**Provided data:**
********

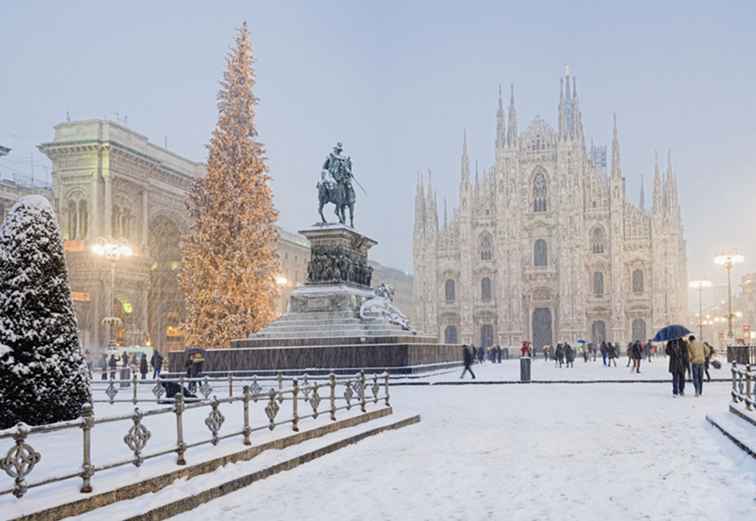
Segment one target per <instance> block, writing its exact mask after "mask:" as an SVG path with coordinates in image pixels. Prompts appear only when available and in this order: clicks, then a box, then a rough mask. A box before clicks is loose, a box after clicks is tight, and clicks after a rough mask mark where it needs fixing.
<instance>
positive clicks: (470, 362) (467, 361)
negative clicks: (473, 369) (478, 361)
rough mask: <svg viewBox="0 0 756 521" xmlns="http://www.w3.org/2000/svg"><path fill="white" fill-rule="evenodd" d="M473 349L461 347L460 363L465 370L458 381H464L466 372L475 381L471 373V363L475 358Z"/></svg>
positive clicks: (472, 375) (472, 362) (474, 373)
mask: <svg viewBox="0 0 756 521" xmlns="http://www.w3.org/2000/svg"><path fill="white" fill-rule="evenodd" d="M474 349H475V347H473V348H472V349H471V348H470V346H468V345H467V344H465V345H464V346H462V363H463V364H464V366H465V368H464V369H463V370H462V374H461V375H460V376H459V378H460V380H462V379H464V377H465V373H466V372H468V371H469V372H470V375H471V376H472V377H473V380H475V373H473V371H472V363H473V360H474V358H475V356H474V355H473V351H474Z"/></svg>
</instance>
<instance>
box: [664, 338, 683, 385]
mask: <svg viewBox="0 0 756 521" xmlns="http://www.w3.org/2000/svg"><path fill="white" fill-rule="evenodd" d="M664 352H665V353H666V354H667V356H668V357H669V368H668V370H669V372H670V373H672V396H675V397H677V396H684V395H685V370H686V368H687V367H688V347H687V346H686V345H685V343H684V341H683V340H682V339H676V340H670V341H669V342H667V347H666V348H665V349H664Z"/></svg>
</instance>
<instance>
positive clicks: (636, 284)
mask: <svg viewBox="0 0 756 521" xmlns="http://www.w3.org/2000/svg"><path fill="white" fill-rule="evenodd" d="M633 293H643V271H642V270H635V271H633Z"/></svg>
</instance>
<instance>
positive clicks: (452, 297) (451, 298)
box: [444, 279, 456, 304]
mask: <svg viewBox="0 0 756 521" xmlns="http://www.w3.org/2000/svg"><path fill="white" fill-rule="evenodd" d="M454 290H455V288H454V280H453V279H448V280H447V281H446V284H445V285H444V294H445V295H446V302H447V303H448V304H451V303H452V302H454V300H455V298H456V296H455V291H454Z"/></svg>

********

**Exercise goal:**
None of the pictures should appear, though every line of the data above must be reproduced exactly.

**Final answer:**
Segment one target per <instance> block, writing its exact mask after "mask:" as an SVG path with coordinates in image pixels. Prompts appear only when available and in this order: clicks, then a box, then a rough mask. A box before clicks is loose, a box after clicks is tight, and clicks after a rough mask mark where it needs fixing.
<instance>
positive clicks: (470, 362) (467, 361)
negative clicks: (473, 369) (478, 361)
rough mask: <svg viewBox="0 0 756 521" xmlns="http://www.w3.org/2000/svg"><path fill="white" fill-rule="evenodd" d="M473 349L461 347L460 363L465 370L458 381H464L466 372L475 381L471 373V363L475 358Z"/></svg>
positive clicks: (472, 375) (472, 362) (474, 373)
mask: <svg viewBox="0 0 756 521" xmlns="http://www.w3.org/2000/svg"><path fill="white" fill-rule="evenodd" d="M474 349H475V347H473V348H472V349H471V348H470V346H468V345H467V344H465V345H464V346H462V363H463V364H464V366H465V368H464V369H463V370H462V374H461V375H460V376H459V378H460V380H462V379H464V377H465V373H466V372H468V371H469V372H470V375H471V376H472V377H473V380H475V373H473V371H472V363H473V360H474V358H475V356H474V355H473V351H474Z"/></svg>
</instance>
<instance>
box: [664, 338, 683, 385]
mask: <svg viewBox="0 0 756 521" xmlns="http://www.w3.org/2000/svg"><path fill="white" fill-rule="evenodd" d="M664 352H665V353H666V354H667V356H668V357H669V368H668V370H669V372H670V373H672V396H675V397H677V396H684V395H685V370H686V368H687V367H688V347H687V346H686V345H685V343H684V341H683V340H682V339H676V340H670V341H669V342H667V347H666V348H665V349H664Z"/></svg>
</instance>
<instance>
positive clicks: (636, 284)
mask: <svg viewBox="0 0 756 521" xmlns="http://www.w3.org/2000/svg"><path fill="white" fill-rule="evenodd" d="M633 293H643V271H642V270H635V271H633Z"/></svg>
</instance>
<instance>
positive clicks: (452, 297) (451, 298)
box: [444, 279, 456, 304]
mask: <svg viewBox="0 0 756 521" xmlns="http://www.w3.org/2000/svg"><path fill="white" fill-rule="evenodd" d="M454 290H455V288H454V280H453V279H448V280H447V281H446V284H445V285H444V294H445V295H446V302H447V303H448V304H451V303H452V302H454V300H455V298H456V296H455V291H454Z"/></svg>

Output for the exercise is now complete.